Directions for this task
Look for the line containing "Place one dot per instance of the narrow" in the listing below. Retype that line and every subsequent line through the last one, and only those.

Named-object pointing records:
^^^^

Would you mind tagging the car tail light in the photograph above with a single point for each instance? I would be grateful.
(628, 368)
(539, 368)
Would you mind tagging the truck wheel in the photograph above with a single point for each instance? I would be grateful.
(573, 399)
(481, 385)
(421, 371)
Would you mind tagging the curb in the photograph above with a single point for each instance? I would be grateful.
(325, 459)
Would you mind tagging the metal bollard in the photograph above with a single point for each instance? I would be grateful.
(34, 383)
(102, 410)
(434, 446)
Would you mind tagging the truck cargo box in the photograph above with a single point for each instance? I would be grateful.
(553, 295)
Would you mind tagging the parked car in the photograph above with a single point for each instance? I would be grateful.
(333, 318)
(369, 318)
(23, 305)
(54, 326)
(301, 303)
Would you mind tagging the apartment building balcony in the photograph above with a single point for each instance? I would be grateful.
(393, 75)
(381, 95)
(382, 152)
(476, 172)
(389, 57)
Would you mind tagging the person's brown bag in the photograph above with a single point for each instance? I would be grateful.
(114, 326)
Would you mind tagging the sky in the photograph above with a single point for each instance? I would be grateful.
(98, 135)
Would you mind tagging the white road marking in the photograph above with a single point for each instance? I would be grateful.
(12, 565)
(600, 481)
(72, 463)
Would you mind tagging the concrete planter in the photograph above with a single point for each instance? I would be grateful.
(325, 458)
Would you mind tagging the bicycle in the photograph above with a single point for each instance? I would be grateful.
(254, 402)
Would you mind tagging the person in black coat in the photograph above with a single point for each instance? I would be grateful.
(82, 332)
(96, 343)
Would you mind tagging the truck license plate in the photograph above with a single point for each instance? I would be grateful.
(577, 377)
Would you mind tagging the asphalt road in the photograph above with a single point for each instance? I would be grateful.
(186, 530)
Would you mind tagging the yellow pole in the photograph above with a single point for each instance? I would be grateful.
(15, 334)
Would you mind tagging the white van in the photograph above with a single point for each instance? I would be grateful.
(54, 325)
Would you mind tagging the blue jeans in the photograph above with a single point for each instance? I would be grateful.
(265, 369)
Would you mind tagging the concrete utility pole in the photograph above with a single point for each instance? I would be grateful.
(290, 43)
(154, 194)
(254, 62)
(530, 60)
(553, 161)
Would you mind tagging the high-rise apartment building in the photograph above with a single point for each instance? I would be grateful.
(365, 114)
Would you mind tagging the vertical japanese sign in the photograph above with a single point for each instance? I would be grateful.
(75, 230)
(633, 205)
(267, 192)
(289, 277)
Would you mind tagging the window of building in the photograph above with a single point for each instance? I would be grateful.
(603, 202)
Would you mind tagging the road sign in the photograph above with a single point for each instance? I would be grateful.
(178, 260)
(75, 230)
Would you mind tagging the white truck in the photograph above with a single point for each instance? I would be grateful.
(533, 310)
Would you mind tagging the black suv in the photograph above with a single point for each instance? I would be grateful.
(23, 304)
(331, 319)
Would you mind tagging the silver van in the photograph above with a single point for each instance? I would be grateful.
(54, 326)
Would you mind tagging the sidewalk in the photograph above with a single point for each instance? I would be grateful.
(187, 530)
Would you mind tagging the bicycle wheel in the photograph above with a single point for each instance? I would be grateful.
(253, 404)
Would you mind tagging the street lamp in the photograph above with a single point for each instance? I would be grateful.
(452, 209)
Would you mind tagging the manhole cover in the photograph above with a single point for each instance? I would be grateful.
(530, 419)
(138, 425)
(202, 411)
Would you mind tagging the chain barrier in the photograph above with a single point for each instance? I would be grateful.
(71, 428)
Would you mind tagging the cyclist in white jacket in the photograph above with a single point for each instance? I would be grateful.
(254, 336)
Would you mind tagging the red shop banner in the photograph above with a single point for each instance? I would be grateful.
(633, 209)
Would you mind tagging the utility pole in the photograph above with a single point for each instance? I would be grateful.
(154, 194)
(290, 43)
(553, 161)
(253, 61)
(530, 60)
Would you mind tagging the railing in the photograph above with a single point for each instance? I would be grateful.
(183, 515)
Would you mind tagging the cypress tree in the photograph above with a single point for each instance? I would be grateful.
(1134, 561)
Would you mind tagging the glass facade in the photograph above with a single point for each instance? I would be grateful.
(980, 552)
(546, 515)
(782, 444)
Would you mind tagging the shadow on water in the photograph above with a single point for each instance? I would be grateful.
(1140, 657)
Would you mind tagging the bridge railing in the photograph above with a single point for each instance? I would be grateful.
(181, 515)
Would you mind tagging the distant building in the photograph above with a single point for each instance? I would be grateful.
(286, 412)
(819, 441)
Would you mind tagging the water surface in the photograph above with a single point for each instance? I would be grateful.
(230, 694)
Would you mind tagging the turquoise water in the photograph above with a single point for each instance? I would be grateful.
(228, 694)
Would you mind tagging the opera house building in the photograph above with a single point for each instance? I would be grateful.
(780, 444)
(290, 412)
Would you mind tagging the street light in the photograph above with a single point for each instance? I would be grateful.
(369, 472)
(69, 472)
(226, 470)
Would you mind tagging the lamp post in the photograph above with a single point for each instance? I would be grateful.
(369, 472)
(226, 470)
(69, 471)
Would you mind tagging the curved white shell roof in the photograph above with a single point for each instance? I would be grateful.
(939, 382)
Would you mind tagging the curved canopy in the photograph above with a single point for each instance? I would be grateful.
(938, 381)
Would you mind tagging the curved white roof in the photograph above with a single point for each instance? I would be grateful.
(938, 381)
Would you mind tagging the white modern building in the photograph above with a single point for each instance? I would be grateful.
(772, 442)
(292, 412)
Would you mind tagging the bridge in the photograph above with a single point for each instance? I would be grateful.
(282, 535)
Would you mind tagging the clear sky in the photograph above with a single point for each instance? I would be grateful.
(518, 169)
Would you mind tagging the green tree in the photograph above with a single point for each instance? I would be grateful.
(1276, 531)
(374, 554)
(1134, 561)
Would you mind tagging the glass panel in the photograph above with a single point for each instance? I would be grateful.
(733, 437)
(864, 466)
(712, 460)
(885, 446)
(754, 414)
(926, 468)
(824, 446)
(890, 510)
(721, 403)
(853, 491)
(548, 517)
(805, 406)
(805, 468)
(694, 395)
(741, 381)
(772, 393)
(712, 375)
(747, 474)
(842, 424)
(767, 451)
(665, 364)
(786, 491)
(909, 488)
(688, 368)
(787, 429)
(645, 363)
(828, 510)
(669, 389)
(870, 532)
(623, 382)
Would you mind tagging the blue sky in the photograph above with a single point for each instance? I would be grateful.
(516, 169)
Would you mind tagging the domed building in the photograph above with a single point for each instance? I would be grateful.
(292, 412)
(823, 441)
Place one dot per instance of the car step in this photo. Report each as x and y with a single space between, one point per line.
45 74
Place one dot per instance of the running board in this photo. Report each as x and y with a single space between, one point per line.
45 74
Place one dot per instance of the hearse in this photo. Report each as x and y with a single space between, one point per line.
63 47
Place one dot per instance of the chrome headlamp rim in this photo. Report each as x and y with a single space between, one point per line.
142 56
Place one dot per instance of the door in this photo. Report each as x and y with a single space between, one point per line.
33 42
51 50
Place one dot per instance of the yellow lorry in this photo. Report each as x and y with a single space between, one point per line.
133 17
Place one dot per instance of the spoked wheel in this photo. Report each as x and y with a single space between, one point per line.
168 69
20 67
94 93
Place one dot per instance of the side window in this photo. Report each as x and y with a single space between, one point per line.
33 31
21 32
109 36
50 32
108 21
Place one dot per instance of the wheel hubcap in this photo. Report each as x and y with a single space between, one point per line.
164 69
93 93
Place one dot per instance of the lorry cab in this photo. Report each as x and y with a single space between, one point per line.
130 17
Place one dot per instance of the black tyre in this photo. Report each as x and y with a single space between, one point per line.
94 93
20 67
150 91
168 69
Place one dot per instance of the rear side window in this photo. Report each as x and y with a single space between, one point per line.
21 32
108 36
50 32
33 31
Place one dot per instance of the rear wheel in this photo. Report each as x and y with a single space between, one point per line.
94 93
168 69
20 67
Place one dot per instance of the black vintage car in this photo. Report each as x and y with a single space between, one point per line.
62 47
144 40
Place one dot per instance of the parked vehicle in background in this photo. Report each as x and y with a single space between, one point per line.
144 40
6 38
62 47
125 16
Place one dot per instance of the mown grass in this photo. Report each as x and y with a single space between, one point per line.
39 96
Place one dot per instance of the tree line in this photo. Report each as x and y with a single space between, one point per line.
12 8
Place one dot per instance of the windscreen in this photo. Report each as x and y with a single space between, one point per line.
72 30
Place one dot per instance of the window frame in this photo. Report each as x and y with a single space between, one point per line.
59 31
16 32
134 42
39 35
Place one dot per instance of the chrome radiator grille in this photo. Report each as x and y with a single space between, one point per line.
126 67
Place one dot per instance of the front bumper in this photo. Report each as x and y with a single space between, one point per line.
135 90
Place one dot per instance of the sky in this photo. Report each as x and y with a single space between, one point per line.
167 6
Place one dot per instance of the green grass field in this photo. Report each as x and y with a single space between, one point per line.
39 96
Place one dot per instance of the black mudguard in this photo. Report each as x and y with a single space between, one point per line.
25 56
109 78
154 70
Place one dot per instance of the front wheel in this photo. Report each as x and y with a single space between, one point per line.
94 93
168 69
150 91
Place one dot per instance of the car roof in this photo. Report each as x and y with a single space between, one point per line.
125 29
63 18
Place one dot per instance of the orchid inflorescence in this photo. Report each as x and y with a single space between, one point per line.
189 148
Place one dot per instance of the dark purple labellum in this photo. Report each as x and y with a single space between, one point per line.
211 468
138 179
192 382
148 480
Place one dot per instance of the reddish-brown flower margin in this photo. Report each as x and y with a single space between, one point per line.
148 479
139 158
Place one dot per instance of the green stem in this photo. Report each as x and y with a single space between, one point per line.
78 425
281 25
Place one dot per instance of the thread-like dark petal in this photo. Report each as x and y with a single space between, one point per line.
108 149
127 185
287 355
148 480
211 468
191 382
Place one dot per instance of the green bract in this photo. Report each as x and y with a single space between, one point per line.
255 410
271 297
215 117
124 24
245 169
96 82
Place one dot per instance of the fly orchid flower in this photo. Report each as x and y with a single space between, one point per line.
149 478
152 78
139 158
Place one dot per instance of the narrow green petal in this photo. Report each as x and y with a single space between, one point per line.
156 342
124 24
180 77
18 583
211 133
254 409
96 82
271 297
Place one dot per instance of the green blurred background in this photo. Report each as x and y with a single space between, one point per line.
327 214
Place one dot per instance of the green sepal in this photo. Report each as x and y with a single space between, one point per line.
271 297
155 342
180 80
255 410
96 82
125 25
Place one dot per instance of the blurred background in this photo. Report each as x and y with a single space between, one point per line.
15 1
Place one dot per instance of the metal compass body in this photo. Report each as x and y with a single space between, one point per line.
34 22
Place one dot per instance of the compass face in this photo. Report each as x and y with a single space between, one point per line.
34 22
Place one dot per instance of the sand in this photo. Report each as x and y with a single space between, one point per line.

^^^^

Result below
Place one dot per instance of the narrow green petal in this photo. Report each as x and y with a single space between, one point per line.
156 342
124 24
180 77
18 583
211 133
254 409
96 82
271 297
Place one dot per instance of the green blurred background in this photo. Report each as x and y with a single space between, one point per line.
327 214
Place one dot per instance of the green sepal in this photo. Report each as x and y with a single space between, one point per line.
271 297
155 342
180 80
255 410
96 82
125 25
Place one dot per instance of the blurred background in this photo. Report each as x and y with a single space between, one point per line.
15 1
Place one dot per instance of the metal compass body in this photo. Report each as x and y with a single space between, one point per line.
34 22
Place one dot per instance of the compass face in this photo. Report each as x and y with a single space between, one point per line.
34 22
Place one dot per instance of the sand in this photo. Report each as x and y with a single space between, one point per line.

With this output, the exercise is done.